Image point grounding data:
----

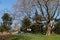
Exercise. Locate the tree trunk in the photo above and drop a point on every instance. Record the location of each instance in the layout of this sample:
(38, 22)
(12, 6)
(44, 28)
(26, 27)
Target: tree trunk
(48, 32)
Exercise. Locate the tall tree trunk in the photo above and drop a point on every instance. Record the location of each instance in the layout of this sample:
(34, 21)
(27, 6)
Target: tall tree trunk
(48, 32)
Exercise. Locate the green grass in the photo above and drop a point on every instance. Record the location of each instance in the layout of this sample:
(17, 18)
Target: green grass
(30, 36)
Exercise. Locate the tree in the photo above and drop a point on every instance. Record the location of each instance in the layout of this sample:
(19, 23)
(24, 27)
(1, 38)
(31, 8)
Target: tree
(7, 22)
(37, 18)
(49, 10)
(25, 24)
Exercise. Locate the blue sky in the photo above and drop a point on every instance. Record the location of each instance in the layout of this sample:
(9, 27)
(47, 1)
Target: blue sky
(6, 4)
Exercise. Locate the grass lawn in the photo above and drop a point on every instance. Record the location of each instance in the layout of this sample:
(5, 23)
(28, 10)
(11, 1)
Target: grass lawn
(30, 36)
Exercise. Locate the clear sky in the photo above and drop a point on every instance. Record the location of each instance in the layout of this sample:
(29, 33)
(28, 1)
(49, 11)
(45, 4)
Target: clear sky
(6, 4)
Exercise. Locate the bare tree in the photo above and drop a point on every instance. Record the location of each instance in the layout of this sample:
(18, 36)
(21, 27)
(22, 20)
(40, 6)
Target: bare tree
(49, 10)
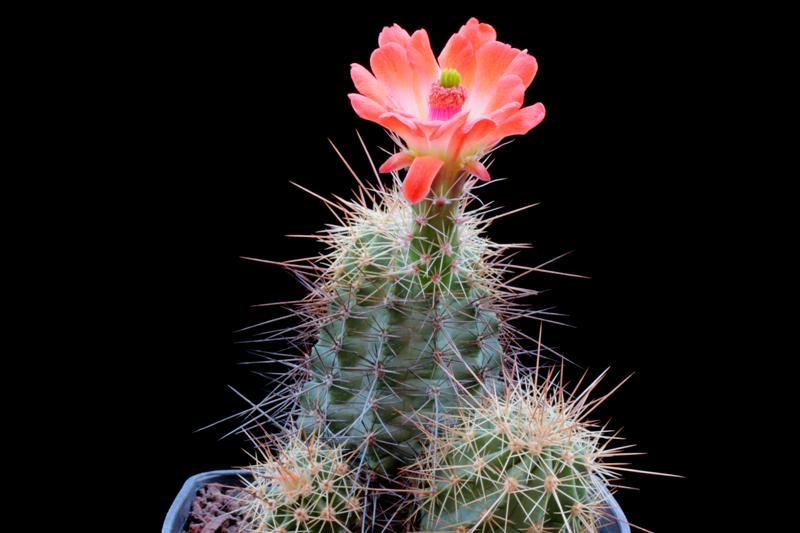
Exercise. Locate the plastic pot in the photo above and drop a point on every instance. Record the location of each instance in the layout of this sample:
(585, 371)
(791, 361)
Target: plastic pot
(178, 513)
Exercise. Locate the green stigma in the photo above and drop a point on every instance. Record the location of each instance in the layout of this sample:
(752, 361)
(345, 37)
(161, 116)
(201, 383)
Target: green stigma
(450, 78)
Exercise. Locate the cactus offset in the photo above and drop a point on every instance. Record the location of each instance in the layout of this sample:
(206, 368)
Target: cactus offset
(522, 461)
(305, 487)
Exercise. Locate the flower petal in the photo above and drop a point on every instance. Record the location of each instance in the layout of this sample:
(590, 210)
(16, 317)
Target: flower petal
(492, 61)
(405, 128)
(393, 34)
(366, 108)
(502, 114)
(524, 66)
(391, 67)
(367, 85)
(467, 139)
(476, 168)
(420, 177)
(426, 70)
(397, 161)
(477, 33)
(521, 122)
(508, 89)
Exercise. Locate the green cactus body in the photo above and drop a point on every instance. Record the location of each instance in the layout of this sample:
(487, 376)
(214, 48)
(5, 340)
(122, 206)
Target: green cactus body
(306, 487)
(409, 328)
(519, 463)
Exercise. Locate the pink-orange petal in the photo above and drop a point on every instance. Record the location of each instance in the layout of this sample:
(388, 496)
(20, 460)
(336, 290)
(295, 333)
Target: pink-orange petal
(500, 115)
(423, 63)
(492, 61)
(407, 129)
(391, 67)
(420, 177)
(478, 33)
(393, 34)
(367, 85)
(524, 66)
(508, 89)
(366, 108)
(470, 136)
(446, 129)
(521, 122)
(397, 161)
(476, 168)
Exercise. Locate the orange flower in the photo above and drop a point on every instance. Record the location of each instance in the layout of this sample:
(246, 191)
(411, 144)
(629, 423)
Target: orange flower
(450, 112)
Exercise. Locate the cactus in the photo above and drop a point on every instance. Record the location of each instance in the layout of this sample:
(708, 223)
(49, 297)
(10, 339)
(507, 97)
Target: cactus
(522, 461)
(406, 355)
(410, 325)
(306, 487)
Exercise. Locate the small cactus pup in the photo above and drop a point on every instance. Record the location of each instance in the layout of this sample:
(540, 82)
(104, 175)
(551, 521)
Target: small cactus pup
(411, 290)
(524, 460)
(304, 486)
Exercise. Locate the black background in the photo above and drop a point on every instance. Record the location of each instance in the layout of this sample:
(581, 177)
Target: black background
(247, 103)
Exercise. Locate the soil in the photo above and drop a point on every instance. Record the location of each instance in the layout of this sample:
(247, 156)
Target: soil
(214, 510)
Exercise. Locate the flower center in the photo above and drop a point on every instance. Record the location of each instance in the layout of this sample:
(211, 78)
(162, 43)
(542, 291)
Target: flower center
(447, 96)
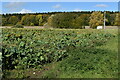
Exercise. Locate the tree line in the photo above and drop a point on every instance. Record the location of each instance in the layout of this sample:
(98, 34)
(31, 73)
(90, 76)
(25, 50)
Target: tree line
(62, 19)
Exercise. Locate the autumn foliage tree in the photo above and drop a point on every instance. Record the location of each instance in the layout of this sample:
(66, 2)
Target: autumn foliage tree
(96, 19)
(117, 19)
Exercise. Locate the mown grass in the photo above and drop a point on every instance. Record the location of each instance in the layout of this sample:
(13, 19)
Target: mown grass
(98, 62)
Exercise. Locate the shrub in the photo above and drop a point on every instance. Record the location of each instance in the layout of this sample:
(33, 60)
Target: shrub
(18, 26)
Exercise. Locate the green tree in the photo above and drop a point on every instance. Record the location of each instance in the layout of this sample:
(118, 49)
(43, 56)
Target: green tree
(96, 19)
(62, 20)
(39, 19)
(81, 21)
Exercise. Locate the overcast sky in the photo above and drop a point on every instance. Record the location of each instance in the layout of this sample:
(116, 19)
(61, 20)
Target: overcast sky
(33, 7)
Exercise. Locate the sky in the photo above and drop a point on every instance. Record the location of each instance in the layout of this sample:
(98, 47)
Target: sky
(33, 7)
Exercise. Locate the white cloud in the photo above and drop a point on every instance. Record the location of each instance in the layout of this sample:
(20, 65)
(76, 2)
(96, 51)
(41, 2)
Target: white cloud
(60, 0)
(101, 5)
(57, 6)
(13, 4)
(25, 11)
(77, 9)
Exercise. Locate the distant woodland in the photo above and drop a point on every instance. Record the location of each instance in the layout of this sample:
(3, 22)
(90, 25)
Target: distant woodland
(62, 19)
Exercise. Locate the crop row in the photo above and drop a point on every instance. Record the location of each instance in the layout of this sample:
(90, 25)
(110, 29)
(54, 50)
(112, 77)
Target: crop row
(32, 48)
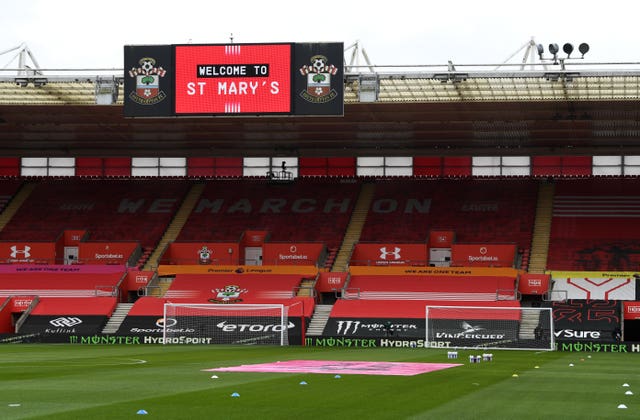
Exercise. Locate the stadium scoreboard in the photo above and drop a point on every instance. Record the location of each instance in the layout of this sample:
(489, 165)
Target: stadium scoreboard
(234, 79)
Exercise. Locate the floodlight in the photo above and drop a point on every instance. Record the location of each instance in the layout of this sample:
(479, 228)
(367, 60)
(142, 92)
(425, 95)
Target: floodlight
(583, 48)
(568, 49)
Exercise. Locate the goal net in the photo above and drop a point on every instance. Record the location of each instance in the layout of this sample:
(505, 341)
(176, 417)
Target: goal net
(514, 328)
(191, 323)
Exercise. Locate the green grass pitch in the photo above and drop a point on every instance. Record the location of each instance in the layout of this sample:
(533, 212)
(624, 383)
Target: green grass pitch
(168, 382)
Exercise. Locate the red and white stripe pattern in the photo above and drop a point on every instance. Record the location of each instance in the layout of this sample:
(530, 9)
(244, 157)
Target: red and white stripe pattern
(232, 108)
(232, 50)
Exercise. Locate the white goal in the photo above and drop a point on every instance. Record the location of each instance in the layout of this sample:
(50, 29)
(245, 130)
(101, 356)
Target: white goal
(195, 323)
(487, 327)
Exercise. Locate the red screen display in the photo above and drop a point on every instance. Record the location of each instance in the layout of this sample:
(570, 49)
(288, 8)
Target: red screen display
(233, 79)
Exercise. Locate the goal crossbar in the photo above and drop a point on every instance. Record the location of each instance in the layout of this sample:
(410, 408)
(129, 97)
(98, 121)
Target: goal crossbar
(212, 323)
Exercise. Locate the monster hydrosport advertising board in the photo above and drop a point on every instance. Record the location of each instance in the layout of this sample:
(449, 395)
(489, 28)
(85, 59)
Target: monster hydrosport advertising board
(234, 79)
(374, 327)
(217, 328)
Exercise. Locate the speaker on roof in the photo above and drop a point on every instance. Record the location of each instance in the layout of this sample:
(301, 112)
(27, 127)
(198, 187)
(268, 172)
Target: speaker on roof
(568, 49)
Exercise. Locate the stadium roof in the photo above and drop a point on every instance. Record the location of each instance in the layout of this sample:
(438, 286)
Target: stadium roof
(429, 110)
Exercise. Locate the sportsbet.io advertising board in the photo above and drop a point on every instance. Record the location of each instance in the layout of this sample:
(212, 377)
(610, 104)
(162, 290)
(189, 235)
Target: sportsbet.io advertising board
(234, 79)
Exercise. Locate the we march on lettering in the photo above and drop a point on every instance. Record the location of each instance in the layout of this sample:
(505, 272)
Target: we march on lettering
(276, 206)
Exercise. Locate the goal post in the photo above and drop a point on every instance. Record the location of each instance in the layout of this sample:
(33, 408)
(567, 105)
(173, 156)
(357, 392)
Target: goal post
(210, 323)
(489, 327)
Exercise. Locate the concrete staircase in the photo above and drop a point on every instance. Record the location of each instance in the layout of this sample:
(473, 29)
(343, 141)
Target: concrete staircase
(176, 225)
(354, 230)
(307, 288)
(319, 320)
(116, 318)
(542, 228)
(528, 323)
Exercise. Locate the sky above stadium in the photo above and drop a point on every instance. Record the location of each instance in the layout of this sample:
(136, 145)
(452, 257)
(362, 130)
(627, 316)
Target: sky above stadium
(72, 34)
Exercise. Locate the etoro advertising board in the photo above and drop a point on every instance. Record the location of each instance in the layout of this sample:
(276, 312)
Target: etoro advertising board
(234, 79)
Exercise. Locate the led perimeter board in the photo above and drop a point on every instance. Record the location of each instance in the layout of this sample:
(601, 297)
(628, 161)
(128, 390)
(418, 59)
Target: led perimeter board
(234, 79)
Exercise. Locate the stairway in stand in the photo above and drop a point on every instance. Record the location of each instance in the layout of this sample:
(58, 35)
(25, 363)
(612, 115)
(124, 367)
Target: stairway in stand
(354, 230)
(319, 320)
(542, 229)
(176, 225)
(117, 318)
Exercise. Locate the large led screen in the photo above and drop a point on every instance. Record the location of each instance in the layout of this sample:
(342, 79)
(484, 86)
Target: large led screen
(233, 79)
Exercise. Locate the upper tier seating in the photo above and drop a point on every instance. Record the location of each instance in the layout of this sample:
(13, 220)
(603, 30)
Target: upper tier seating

----

EXERCISE DESCRIPTION: Go through the records. Copy each line where "upper" appears.

RESPONSE TO THIS EXERCISE:
Exercise. Locate the upper tier seating in the photo above and drop a point on every instance. Record the location of each instance in the layout of this sample:
Target: upper tier seating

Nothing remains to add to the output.